---- RECORDS FOR THE EXERCISE
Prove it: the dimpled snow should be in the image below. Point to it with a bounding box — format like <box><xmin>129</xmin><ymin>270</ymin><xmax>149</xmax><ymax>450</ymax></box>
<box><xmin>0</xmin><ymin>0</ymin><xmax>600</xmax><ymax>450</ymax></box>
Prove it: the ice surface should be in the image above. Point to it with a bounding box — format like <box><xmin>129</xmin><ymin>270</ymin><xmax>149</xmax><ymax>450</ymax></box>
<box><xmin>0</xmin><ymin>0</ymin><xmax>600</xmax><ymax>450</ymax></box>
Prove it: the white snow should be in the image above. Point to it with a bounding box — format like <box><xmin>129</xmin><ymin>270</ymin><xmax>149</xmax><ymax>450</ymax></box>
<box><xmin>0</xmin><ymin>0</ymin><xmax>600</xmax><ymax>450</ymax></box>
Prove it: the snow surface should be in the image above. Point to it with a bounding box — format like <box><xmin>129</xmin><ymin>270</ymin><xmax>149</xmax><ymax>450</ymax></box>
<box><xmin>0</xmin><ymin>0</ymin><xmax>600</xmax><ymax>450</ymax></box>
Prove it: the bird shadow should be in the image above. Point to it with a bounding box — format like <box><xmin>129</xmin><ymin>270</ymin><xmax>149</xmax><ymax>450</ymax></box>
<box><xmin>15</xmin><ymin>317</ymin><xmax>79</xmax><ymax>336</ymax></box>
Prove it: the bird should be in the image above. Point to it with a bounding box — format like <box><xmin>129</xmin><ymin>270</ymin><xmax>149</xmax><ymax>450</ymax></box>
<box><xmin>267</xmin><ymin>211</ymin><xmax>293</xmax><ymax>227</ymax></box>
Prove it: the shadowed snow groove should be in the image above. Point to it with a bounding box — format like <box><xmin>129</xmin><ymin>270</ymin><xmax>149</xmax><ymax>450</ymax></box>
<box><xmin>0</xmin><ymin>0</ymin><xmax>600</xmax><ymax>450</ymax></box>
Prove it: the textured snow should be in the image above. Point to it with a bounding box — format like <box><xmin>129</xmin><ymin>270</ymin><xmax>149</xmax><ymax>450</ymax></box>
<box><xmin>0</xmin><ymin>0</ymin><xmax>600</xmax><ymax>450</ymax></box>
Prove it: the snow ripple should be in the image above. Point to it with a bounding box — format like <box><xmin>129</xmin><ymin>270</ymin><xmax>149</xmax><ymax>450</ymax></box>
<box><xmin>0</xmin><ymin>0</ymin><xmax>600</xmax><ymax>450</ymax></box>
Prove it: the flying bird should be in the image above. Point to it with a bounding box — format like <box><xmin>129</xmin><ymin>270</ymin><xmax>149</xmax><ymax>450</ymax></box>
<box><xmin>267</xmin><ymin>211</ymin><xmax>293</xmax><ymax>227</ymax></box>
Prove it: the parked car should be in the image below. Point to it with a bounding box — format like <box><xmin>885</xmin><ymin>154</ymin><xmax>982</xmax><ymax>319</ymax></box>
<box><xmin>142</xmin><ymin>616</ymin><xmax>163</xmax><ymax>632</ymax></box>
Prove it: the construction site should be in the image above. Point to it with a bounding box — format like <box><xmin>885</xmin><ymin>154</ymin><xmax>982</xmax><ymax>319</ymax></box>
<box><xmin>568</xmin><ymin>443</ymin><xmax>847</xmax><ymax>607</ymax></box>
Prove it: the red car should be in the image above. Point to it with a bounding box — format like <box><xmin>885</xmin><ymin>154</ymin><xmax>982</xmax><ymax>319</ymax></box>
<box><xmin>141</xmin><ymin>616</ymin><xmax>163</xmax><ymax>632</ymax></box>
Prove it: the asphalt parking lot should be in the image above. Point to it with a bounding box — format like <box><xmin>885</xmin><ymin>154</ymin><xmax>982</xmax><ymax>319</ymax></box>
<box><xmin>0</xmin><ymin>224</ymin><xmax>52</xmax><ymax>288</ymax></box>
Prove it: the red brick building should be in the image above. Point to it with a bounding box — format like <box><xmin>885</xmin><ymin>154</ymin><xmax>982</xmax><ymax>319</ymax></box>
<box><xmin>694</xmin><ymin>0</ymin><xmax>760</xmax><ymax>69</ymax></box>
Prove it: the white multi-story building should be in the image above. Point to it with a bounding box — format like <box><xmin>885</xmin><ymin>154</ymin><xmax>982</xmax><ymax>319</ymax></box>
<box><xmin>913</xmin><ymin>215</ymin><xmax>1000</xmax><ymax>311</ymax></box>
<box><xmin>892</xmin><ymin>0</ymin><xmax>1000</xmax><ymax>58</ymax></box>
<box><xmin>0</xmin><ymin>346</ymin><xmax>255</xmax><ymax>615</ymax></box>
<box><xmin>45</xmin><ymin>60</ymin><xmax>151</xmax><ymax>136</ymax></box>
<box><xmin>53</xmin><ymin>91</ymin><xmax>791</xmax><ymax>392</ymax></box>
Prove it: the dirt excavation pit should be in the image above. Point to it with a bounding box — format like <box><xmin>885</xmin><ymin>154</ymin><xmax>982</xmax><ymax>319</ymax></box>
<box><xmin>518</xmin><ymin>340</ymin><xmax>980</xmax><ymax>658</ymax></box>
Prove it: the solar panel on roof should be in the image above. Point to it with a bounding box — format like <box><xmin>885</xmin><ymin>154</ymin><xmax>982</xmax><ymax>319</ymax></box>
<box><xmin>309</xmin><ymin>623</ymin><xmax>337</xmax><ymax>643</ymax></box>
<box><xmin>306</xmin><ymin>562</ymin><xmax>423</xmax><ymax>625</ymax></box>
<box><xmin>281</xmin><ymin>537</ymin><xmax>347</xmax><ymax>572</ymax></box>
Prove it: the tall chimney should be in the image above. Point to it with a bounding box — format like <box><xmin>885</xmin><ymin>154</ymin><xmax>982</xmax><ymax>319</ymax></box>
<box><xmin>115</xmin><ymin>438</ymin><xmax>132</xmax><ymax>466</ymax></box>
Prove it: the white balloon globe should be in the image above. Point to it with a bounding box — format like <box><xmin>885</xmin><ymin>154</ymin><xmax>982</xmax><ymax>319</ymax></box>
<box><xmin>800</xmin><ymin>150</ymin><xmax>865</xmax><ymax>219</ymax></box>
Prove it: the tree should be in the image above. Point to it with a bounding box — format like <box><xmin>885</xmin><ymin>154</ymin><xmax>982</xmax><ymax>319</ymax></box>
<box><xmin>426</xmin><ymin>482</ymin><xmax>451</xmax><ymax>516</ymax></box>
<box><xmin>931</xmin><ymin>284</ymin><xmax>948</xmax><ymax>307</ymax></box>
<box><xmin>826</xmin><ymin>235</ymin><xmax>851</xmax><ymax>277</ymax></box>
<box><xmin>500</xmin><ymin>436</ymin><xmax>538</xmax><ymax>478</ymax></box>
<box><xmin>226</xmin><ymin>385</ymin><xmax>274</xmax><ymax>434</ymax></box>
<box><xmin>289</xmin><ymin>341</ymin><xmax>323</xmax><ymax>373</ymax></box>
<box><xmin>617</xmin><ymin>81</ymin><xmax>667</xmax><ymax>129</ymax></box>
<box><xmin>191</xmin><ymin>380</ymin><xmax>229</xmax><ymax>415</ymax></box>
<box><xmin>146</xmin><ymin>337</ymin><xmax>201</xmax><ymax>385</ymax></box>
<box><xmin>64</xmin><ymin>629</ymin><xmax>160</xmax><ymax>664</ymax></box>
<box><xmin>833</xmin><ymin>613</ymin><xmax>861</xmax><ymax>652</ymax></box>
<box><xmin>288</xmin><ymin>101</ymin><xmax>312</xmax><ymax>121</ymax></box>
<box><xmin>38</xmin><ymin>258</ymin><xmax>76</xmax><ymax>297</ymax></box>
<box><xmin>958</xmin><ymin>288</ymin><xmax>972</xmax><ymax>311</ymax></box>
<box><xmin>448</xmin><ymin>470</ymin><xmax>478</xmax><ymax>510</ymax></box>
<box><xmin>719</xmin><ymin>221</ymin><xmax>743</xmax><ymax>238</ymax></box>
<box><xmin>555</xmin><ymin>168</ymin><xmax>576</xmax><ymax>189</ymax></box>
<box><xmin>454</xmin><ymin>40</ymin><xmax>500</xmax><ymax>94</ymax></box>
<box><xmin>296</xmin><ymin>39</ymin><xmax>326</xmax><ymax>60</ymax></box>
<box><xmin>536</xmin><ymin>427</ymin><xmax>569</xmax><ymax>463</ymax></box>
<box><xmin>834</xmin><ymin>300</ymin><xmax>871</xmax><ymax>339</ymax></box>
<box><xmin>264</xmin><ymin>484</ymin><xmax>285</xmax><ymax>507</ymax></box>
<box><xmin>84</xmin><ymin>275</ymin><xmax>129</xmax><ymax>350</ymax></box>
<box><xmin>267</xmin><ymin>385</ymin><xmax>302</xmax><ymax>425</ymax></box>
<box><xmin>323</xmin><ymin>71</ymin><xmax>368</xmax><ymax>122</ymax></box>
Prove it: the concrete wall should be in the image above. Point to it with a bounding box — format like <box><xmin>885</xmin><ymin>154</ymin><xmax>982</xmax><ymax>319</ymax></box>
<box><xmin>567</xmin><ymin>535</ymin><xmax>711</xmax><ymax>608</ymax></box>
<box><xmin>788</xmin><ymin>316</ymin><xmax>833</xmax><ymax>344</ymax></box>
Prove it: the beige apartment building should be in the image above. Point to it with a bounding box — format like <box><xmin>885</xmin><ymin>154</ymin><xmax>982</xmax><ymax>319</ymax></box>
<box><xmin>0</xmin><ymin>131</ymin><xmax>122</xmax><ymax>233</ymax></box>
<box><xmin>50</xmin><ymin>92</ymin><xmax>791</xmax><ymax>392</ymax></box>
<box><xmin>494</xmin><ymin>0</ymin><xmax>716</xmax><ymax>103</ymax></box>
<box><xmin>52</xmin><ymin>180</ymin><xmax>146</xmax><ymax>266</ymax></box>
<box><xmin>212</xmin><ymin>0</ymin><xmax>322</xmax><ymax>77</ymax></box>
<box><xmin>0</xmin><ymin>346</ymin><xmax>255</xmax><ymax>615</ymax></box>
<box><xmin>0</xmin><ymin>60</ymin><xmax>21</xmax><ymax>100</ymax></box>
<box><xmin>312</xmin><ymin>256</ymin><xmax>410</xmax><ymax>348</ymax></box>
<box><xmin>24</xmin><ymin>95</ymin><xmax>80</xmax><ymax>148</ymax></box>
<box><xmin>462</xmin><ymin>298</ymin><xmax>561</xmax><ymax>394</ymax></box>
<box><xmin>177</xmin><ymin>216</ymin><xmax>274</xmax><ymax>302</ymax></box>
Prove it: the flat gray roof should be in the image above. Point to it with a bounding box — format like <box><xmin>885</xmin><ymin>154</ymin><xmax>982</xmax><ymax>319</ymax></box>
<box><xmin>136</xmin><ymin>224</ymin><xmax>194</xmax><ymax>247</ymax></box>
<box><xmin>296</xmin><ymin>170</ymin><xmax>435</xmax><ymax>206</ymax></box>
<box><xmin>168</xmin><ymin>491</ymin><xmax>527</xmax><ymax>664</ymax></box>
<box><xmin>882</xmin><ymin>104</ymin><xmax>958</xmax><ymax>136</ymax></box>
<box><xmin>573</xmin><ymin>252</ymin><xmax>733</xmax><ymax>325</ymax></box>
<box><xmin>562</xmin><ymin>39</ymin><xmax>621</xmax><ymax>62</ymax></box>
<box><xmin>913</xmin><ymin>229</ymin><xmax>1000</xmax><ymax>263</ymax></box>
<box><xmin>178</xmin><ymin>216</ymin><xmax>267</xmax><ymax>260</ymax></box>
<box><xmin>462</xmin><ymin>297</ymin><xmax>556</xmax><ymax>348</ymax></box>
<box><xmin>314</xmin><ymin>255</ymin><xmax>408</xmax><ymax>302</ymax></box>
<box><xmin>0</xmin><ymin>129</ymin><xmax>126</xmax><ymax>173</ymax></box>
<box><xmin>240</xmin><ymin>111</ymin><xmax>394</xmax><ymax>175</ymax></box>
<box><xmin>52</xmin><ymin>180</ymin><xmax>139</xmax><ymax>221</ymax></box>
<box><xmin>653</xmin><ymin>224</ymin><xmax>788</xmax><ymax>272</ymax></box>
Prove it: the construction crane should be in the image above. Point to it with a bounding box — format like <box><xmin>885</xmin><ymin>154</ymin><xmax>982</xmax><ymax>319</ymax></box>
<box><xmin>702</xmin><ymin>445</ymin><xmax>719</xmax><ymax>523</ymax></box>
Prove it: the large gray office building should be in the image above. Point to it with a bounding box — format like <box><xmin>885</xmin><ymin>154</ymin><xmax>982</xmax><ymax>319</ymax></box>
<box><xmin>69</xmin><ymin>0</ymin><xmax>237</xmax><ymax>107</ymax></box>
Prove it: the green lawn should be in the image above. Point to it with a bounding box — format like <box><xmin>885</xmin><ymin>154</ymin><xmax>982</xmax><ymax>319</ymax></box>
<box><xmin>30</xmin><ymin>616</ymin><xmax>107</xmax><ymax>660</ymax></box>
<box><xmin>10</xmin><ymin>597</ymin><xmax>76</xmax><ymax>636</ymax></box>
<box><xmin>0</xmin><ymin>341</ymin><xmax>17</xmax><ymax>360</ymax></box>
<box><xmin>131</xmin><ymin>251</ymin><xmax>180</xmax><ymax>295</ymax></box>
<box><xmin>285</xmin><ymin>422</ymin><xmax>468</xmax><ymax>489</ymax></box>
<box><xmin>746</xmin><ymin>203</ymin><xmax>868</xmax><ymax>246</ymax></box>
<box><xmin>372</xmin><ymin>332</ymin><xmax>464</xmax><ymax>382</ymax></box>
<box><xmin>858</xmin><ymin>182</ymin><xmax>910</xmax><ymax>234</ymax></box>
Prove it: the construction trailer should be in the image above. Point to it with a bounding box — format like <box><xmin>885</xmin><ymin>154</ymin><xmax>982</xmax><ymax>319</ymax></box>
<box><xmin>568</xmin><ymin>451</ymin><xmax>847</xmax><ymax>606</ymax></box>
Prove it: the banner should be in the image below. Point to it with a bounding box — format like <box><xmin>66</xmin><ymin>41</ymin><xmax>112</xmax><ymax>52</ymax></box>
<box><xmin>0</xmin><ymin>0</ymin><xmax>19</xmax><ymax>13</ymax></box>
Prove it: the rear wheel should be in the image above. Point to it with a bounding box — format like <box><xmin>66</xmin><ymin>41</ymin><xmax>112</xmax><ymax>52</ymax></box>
--------
Count the lines in the rows above that contain the string "construction" and give only that number.

### [TASK ANSWER]
3